**Job:** Please reproduce all of the data below word for word, keeping every line.

**The data:**
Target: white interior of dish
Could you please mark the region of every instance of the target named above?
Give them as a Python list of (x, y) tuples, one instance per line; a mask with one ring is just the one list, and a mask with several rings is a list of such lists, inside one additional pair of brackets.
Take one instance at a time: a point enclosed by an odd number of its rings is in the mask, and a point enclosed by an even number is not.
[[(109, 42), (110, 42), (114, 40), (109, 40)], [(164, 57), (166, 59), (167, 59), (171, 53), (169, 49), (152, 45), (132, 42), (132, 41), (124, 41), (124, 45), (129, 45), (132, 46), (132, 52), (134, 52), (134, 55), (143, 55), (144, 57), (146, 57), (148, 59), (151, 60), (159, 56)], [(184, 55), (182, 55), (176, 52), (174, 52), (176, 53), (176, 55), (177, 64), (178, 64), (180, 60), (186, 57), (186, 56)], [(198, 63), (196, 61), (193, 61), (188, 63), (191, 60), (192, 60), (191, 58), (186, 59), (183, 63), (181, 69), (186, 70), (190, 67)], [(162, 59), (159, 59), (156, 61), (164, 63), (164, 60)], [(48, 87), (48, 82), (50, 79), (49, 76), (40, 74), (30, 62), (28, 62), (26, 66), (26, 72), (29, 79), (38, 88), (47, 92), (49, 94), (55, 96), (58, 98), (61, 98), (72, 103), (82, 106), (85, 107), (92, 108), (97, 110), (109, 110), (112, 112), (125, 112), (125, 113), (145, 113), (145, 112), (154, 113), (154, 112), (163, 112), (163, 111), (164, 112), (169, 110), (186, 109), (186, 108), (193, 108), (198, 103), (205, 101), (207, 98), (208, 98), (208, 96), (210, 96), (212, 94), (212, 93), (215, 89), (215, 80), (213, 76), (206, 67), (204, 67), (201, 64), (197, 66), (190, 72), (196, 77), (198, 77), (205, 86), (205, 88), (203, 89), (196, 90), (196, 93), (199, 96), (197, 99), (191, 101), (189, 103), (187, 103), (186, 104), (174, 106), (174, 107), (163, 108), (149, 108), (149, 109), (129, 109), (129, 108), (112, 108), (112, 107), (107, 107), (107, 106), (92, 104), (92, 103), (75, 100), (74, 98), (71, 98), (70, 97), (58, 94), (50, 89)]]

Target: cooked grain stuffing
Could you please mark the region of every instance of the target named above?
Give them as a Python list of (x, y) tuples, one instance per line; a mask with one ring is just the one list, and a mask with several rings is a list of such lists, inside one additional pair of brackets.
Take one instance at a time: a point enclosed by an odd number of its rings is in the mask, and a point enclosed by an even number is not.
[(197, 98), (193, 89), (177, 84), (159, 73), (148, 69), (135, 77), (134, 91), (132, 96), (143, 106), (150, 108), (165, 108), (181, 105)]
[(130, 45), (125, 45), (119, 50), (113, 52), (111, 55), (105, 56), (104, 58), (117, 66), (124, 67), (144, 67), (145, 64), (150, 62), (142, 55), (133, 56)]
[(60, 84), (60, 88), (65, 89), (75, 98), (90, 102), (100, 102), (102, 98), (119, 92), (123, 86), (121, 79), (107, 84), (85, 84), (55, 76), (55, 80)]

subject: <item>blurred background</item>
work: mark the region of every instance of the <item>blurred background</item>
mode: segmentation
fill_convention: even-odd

**Expected answer:**
Target: white interior of dish
Could you please mark the region of every instance of the target named above?
Give them as a Python list of (x, y) tuples, one instance per line; a mask with one ring is just the one list, and a mask with several rings is a list of such lists, inside one additional pair of brackets.
Take one instance at a time: a point enclosed by an odd number of its rings is in the mask, and a point enclosed by an even number is not.
[[(109, 42), (110, 42), (114, 40), (109, 40)], [(164, 57), (166, 59), (167, 59), (171, 53), (169, 49), (152, 45), (132, 42), (132, 41), (124, 41), (124, 45), (129, 45), (132, 46), (132, 52), (134, 52), (134, 55), (143, 55), (144, 57), (146, 57), (148, 59), (151, 60), (159, 56)], [(184, 55), (182, 55), (176, 52), (174, 52), (176, 53), (176, 55), (177, 64), (178, 64), (180, 60), (186, 57), (186, 56)], [(198, 63), (196, 61), (193, 61), (188, 63), (191, 60), (192, 60), (191, 58), (186, 59), (183, 63), (181, 69), (186, 70), (190, 67)], [(162, 59), (159, 59), (156, 61), (164, 63), (164, 60)], [(48, 87), (48, 82), (50, 79), (49, 76), (40, 74), (30, 62), (28, 62), (26, 66), (26, 72), (29, 79), (38, 88), (47, 92), (49, 94), (55, 96), (58, 98), (61, 98), (72, 103), (82, 106), (85, 107), (92, 108), (97, 110), (109, 110), (112, 112), (125, 112), (125, 113), (145, 113), (145, 112), (154, 113), (154, 112), (163, 112), (163, 111), (164, 112), (169, 110), (186, 109), (186, 108), (193, 108), (198, 103), (205, 101), (207, 98), (208, 98), (208, 96), (210, 96), (212, 94), (212, 93), (215, 89), (215, 80), (213, 76), (206, 67), (204, 67), (201, 64), (197, 66), (190, 72), (196, 77), (198, 77), (205, 86), (205, 88), (203, 89), (196, 90), (196, 93), (199, 96), (197, 99), (191, 101), (189, 103), (187, 103), (186, 104), (174, 106), (174, 107), (163, 108), (149, 108), (149, 109), (129, 109), (129, 108), (112, 108), (112, 107), (107, 107), (107, 106), (92, 104), (92, 103), (75, 100), (74, 98), (71, 98), (70, 97), (58, 94), (50, 89)]]

Target: cooked grain stuffing
Could you please mark the region of every instance of the target named above?
Give them as a Python list of (x, y) tuples, one instance per line; a mask with one ring is just the one list, and a mask with several rings is a list of such lists, inside one additional pair of brackets.
Take one instance at a time: a point enclosed by an odd number of its rings is in the mask, and a point enclosed by an even number is not.
[(197, 98), (193, 89), (177, 84), (159, 73), (148, 69), (135, 77), (134, 91), (132, 96), (143, 106), (150, 108), (165, 108), (181, 105)]
[(130, 45), (125, 45), (119, 50), (113, 52), (111, 55), (105, 56), (104, 58), (117, 66), (124, 67), (144, 67), (145, 64), (150, 62), (142, 55), (133, 56)]
[(60, 84), (60, 88), (65, 89), (75, 98), (90, 102), (100, 102), (102, 98), (119, 92), (123, 86), (121, 79), (107, 84), (85, 84), (55, 76), (55, 80)]

subject: <item>blurred background</item>
work: mark the region of every instance of the <item>blurred background</item>
mode: segmentation
fill_convention: even-odd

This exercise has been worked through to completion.